* _Your goal_
Please, could you print all the lines below exactly, leaving out the pictures?

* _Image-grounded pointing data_
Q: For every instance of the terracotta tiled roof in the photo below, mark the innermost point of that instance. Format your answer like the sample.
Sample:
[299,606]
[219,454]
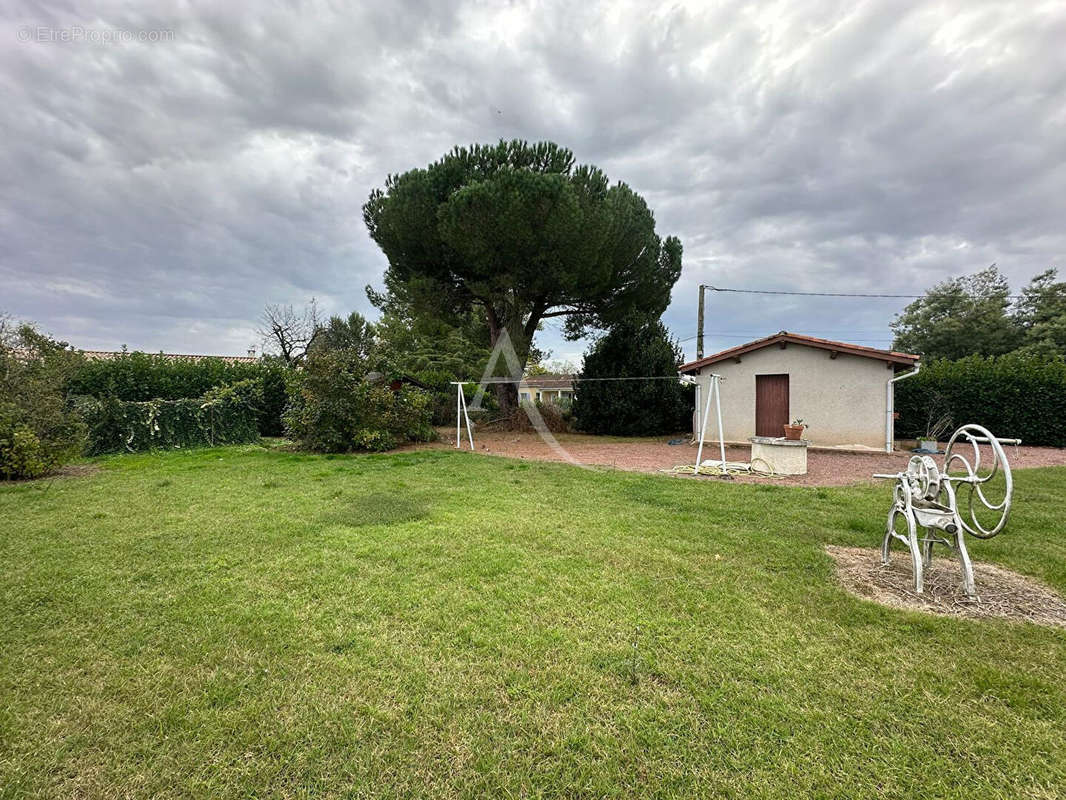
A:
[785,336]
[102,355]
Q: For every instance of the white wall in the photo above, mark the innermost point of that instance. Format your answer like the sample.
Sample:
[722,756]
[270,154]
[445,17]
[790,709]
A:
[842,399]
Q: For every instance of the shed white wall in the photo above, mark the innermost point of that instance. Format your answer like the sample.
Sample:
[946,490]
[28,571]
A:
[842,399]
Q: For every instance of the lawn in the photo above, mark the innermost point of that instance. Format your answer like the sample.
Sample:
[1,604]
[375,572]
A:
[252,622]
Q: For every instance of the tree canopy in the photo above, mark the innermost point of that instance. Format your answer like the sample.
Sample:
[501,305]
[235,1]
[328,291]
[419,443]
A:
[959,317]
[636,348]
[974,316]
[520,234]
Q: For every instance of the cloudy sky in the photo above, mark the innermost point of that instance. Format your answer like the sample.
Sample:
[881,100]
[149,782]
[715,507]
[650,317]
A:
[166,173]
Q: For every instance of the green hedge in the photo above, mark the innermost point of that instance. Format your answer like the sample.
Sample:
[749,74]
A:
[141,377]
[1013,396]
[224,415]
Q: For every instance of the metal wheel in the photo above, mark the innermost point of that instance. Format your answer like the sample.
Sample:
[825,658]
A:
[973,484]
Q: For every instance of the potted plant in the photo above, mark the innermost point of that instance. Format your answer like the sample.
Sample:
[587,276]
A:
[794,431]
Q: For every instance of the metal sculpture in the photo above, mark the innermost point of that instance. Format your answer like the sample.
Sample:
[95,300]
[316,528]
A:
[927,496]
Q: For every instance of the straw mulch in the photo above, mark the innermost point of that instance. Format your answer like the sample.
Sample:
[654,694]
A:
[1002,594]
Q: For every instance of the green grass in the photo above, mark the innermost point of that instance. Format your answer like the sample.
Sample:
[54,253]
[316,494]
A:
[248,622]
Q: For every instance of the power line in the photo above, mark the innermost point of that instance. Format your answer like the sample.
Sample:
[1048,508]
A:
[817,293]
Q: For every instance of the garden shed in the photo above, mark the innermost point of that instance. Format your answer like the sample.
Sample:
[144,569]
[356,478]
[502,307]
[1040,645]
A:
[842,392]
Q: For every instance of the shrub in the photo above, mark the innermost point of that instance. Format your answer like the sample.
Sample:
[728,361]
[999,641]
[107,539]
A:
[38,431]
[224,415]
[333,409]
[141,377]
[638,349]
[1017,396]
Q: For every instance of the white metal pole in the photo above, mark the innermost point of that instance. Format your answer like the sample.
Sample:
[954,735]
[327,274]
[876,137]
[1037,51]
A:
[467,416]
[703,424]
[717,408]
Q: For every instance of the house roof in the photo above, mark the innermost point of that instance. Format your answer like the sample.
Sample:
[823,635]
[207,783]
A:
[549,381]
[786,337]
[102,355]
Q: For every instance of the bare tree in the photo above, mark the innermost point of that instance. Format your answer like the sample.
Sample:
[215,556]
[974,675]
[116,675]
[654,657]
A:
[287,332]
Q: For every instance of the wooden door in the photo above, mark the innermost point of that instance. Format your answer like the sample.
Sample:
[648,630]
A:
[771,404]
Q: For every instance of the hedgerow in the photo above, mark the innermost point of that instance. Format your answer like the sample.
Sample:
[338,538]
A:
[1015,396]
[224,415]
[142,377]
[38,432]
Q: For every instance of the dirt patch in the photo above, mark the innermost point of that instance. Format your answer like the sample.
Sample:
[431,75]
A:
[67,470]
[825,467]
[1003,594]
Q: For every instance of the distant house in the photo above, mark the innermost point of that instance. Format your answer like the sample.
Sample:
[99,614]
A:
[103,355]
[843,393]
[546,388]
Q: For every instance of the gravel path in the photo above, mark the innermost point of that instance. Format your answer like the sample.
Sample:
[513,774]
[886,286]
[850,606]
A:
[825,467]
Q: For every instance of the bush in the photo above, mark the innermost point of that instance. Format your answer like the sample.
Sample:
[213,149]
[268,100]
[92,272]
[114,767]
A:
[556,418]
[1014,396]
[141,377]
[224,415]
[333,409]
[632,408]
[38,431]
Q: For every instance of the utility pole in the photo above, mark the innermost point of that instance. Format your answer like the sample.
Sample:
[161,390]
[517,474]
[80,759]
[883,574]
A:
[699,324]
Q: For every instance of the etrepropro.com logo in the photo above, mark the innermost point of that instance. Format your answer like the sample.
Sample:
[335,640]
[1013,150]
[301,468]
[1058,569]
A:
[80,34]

* _Expected answer_
Q: For every instance of the terracotta tiled roof in the photo below, mark the innermost point of that instance. Format your answer like the sample.
Sample:
[299,606]
[219,454]
A:
[785,336]
[102,355]
Q: For every instance of the white wall in the photo above, mark the innermost point of that instance. Format your answer like the sample.
Sample:
[722,756]
[270,154]
[445,17]
[790,709]
A:
[842,399]
Q: For every instance of the shed white wall in the photo above, mark the innermost point of that instance. Format your answer like the sample.
Sample:
[946,490]
[28,571]
A:
[842,399]
Q: For every instance of the lawn in the photo above, mark the innermost point of that instance. Format your answer like the sample.
Sample:
[1,604]
[375,572]
A:
[252,622]
Q: For every instance of the tree canopy in the photo above, mark the innermost point of that instance. Format your answer like the sample.
Sample:
[501,305]
[235,1]
[328,291]
[419,443]
A:
[959,317]
[636,348]
[974,316]
[520,234]
Q: For every instance of the cloudy sky in the photo above, mark the innermost point of that instance. Format your answer like the sample.
Sample:
[881,100]
[149,782]
[715,507]
[650,317]
A:
[166,173]
Q: For every instance of the green hedge in the photo above, mark the innermost point of that instance. Format your answer like the sample.
Sample:
[749,74]
A:
[141,377]
[1013,396]
[224,415]
Q: For every instance of the metal wheel in the photo above, mark the innermost point of that instance. Format your answer like the sample.
Sample:
[825,658]
A:
[973,484]
Q: For every instance of the potted plant in the photo above, mark the innermost point of that instance. Format your answer like the sample.
Sample:
[587,276]
A:
[794,431]
Q: For every instance of the metal sculpture in the photo above, mark the innermost point of that instance. Format your answer like the sample.
Sample:
[95,300]
[316,528]
A:
[927,496]
Q: For every instance of the straw mulch in the photo above, mark the innermost point of that instance. Format your answer like the sample.
Sample:
[654,694]
A:
[1002,594]
Q: For every instance of the green grass in the photo above, mark the innermost point of that instance. Format your answer like the sample.
Sample:
[54,253]
[316,494]
A:
[248,622]
Q: For every instance of the power line in the photo above, mark the innermost point of that instance. Format your answer like the sample.
Sample:
[1048,508]
A:
[817,293]
Q: For every instance of the garden shed in the photo above, mark the innermost point of that instance. Format your answer like the sample.
Sample:
[144,569]
[356,478]
[502,307]
[1040,645]
A:
[842,392]
Q: For every instance of the shrub in the photo above, mark the innermost point of that instance. Format your answer like the sample.
Sample:
[728,361]
[999,641]
[107,539]
A:
[38,431]
[224,415]
[333,409]
[141,377]
[638,349]
[1017,396]
Q: For every instance of the white metal pole in the photo above, mark the innermost point of that instance. Format your answer like the sample.
Sample:
[954,735]
[327,274]
[876,137]
[1037,51]
A:
[467,416]
[703,424]
[717,408]
Q: For every instance of the house roof in the photo above, mark the innermost point of that instance. Format your answer like the sample.
Sample:
[823,635]
[207,783]
A:
[549,381]
[786,337]
[102,355]
Q: For every instance of the bare tree in the photo above, mark the innermost point of that instance. Format your answer like the sample.
Sample:
[215,556]
[974,675]
[116,675]
[654,657]
A:
[287,332]
Q: For every instance of the wooden door in the photo above, mark the innermost point of that instance. Format your answer like the sample.
Sample:
[648,630]
A:
[771,404]
Q: For every instance of the hedgerow in the photo above, mark the innermost point of that instance. Format your answer like the sample.
Sample:
[338,538]
A:
[1015,396]
[224,415]
[142,377]
[38,432]
Q: For every instance of the dirt patch in the photo above, mark the innermost point of that instance. Format your answer like the sample.
Sample:
[431,75]
A:
[67,470]
[825,467]
[1003,594]
Q: For every instance of the distant house in the photo above, mark the innermost point of that instance. Format your answer like the sample.
Sample:
[99,614]
A:
[103,355]
[843,393]
[546,388]
Q: For every instance of the gravel path in the photo above, mark the innermost point of that instance. Format your answer like the sample.
Sample:
[513,774]
[886,286]
[850,606]
A:
[825,467]
Q: For every instance of the bush in the photo above, mark the innermost point of that instance. Format your answer like the sample.
Sample:
[213,149]
[268,100]
[92,272]
[114,767]
A:
[556,418]
[1014,396]
[141,377]
[224,415]
[333,409]
[632,408]
[38,431]
Q: For every instance of the utility pole in the photo above, mark the innermost point of that instance. Format your answer like the sample.
Sample:
[161,390]
[517,474]
[80,759]
[883,574]
A:
[699,324]
Q: For every instance of the etrepropro.com logo in the photo above, mark the innermost point of that instance. Format your answer like the sample.
Sample:
[335,640]
[1013,150]
[301,468]
[1058,569]
A:
[80,34]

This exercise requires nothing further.